* TASK DIRECTIONS
Reproduce everything from the line containing "Task: pick out one point for each instance of the palm" down through the end of the material, requests included. Increase every answer coordinate by 129 and leave the numbers in the requests and their format samples unchanged.

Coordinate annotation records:
========================
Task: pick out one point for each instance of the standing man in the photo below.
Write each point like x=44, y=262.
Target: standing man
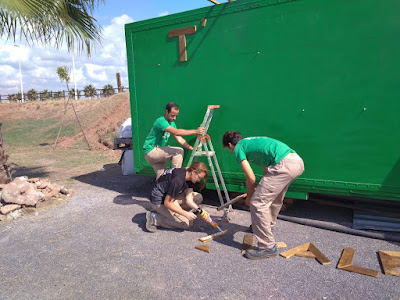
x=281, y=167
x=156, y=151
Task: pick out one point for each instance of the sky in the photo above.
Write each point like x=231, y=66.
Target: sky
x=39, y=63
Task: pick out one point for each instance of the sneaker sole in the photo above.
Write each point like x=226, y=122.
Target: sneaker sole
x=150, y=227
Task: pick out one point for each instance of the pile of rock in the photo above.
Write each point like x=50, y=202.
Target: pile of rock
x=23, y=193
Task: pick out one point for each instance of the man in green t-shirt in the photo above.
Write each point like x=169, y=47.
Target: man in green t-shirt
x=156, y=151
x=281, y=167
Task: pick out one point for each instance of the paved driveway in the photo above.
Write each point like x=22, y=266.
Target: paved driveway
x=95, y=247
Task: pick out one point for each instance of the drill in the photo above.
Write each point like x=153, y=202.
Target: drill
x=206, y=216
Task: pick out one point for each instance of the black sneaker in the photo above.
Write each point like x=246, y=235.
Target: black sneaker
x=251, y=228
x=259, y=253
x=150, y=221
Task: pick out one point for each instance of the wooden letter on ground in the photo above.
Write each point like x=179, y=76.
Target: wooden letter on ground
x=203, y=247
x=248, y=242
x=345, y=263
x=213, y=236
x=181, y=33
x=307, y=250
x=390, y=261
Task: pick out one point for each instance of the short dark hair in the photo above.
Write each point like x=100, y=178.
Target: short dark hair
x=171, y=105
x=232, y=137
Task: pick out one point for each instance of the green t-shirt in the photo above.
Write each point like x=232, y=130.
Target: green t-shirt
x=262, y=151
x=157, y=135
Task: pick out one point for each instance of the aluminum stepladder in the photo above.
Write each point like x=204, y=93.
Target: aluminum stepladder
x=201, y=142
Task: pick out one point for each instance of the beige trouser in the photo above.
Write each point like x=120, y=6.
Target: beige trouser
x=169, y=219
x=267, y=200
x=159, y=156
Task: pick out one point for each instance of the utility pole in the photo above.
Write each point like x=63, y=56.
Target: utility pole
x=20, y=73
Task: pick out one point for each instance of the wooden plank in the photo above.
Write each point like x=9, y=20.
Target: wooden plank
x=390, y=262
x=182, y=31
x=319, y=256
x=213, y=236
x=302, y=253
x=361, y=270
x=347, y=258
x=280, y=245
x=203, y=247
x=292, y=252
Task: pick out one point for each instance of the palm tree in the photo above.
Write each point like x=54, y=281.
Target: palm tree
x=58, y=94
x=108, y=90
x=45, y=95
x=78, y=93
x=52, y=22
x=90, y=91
========================
* SOLUTION TO THIS PROBLEM
Task: pick out one point for each instance of the palm tree in the photo above.
Write each point like x=54, y=281.
Target: palm tree
x=187, y=223
x=237, y=219
x=174, y=224
x=207, y=222
x=181, y=151
x=219, y=220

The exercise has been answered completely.